• [Excerpt provided]

## start

The scenario where this widens into a full regional war requires one or more of the following: Iran successfully attacking Saudi oil infrastructure at a scale that pulls Riyadh into direct combat; Hezbollah opening a ground front from Lebanon; or Iraq-based Iran-backed militias launching sustained attacks that force a US ground response. All three conditions are currently in play. Rexon Ryu, President of The Asia Group, stated bluntly: “There is substantial immediate risk for regional and potentially global escalation, as Iran may now use any available option to respond.”


Outcome 4: A Severe Global Economic Crisis Without a World War

Even if the shooting stops tomorrow, the economic damage is already significant and accelerating. This is the outcome that most directly affects you, regardless of where you live.

The Strait of Hormuz is functionally closed. An IRGC commander declared it “closed” on March 2, and maritime intelligence firm Windward confirmed that traffic is down at least 80 percent. At least five tankers have been damaged, two crew members killed, and approximately 150 ships are stranded around the strait. The strait handles roughly 20 million barrels of oil per day — about 20 percent of global petroleum supply — as well as 20 percent of the world’s LNG, according to the US Energy Information Administration.

Brent crude has risen 36 percent so far in 2026, reaching $82.76 a barrel by March 4. WTI futures are up 32 percent. Analysts at Capital Economics have warned that if crude oil prices reach $100 per barrel and stay there, that alone could add 0.6 to 0.7 percentage points to global inflation. Former US Treasury Secretary Janet Yellen stated plainly that the conflict “puts the Fed even more on hold, more reluctant to cut rates.” US inflation was already at 2.4 percent in January 2026, above the Federal Reserve’s 2 percent target, compounded further by Trump’s tariff policy.

Anne-Sophie Corbeau, international gas expert at Columbia University, identified the specific LNG vulnerability: “In the LNG world, there is no such thing as spare capacity. So this is absolutely massive. It’s going to impact everybody who is importing LNG.” About 30 percent of Europe’s jet fuel originates from or transits via the Strait of Hormuz. Qatar Airways has grounded all flights. Qatar’s LNG production has been preemptively paused.

Mark Zandi, chief economist at Moody’s, noted that every sustained one-cent increase in the cost of a gallon of gasoline increases US consumer spending on gasoline by nearly $1.4 billion annually. Lower-income households — already under acute financial pressure from prior inflation cycles — absorb the highest proportional impact. The European Central Bank faces what ING economists called a “genuine dilemma,” caught between an oil-driven inflation spike and deteriorating growth under the combined strain of US tariffs and energy disruption.

## end

• [Tasks]
a – In the excerpt on the Iran war's economic fallout, how much has Brent crude risen so far in 2026?
b – Reproduce word for word the part of the excerpt on the Iran war's economic fallout between "Even if the" and "where you live.", inclusive.
The listing isn't needed for any of this work.

• [Provided material]
## start

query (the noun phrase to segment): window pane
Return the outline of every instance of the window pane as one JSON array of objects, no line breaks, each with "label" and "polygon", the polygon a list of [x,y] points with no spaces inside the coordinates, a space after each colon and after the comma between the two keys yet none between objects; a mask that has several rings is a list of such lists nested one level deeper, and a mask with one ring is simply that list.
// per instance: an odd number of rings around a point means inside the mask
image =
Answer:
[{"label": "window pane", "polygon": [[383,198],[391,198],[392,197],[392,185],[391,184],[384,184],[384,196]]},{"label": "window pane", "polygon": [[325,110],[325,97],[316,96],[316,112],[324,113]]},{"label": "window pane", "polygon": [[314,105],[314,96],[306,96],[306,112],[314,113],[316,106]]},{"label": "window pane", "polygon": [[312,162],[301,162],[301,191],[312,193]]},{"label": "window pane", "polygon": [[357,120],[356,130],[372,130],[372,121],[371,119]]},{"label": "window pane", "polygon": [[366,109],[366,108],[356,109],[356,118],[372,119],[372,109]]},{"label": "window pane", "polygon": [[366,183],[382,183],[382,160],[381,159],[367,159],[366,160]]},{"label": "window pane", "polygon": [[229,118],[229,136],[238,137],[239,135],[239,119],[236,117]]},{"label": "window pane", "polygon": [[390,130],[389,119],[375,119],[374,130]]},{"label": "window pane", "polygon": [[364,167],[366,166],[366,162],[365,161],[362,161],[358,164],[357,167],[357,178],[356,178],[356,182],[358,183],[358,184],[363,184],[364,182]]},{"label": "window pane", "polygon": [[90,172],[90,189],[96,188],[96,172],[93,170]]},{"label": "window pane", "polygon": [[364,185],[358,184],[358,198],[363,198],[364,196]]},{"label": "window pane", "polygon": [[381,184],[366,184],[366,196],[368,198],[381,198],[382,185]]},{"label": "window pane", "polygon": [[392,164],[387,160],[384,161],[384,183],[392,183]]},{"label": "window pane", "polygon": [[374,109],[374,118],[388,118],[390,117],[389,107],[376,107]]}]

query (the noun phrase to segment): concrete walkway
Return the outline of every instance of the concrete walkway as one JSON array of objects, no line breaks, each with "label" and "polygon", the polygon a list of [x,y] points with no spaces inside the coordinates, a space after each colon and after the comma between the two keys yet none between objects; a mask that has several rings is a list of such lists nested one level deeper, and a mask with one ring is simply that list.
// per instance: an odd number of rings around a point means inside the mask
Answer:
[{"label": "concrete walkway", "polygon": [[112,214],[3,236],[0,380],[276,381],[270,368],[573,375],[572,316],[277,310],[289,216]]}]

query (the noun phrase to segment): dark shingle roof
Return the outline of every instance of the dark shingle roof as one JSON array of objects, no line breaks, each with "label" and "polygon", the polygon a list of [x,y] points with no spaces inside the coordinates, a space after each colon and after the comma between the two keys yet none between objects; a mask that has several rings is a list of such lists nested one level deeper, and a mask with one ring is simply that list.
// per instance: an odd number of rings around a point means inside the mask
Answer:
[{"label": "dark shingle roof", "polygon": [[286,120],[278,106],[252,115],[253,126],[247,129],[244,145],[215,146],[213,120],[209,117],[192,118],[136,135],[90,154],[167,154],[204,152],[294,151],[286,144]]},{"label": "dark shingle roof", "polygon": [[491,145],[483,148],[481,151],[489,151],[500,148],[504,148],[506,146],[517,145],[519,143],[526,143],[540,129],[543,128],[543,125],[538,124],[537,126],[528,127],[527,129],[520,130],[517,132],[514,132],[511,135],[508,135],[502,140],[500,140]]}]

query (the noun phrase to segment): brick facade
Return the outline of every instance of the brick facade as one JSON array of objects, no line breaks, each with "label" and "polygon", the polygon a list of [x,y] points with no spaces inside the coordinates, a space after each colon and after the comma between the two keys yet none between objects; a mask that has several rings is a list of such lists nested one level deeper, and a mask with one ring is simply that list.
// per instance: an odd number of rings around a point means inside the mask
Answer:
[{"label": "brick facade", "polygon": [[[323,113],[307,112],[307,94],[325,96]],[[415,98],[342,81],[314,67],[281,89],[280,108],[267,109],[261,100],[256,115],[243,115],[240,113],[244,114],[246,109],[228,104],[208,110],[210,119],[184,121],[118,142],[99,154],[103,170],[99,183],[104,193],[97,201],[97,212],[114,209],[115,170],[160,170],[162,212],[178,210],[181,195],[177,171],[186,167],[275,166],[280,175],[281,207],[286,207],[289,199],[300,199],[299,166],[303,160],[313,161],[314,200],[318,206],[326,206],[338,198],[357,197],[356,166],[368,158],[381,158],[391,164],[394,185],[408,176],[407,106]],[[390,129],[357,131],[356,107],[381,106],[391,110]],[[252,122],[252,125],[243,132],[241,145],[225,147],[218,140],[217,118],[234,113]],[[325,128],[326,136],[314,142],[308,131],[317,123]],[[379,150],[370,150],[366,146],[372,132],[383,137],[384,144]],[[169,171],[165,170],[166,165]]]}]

## end

• [The results]
a – Brent crude has risen 36 percent so far in 2026.

b –
Even if the shooting stops tomorrow, the economic damage is already significant and accelerating. This is the outcome that most directly affects you, regardless of where you live.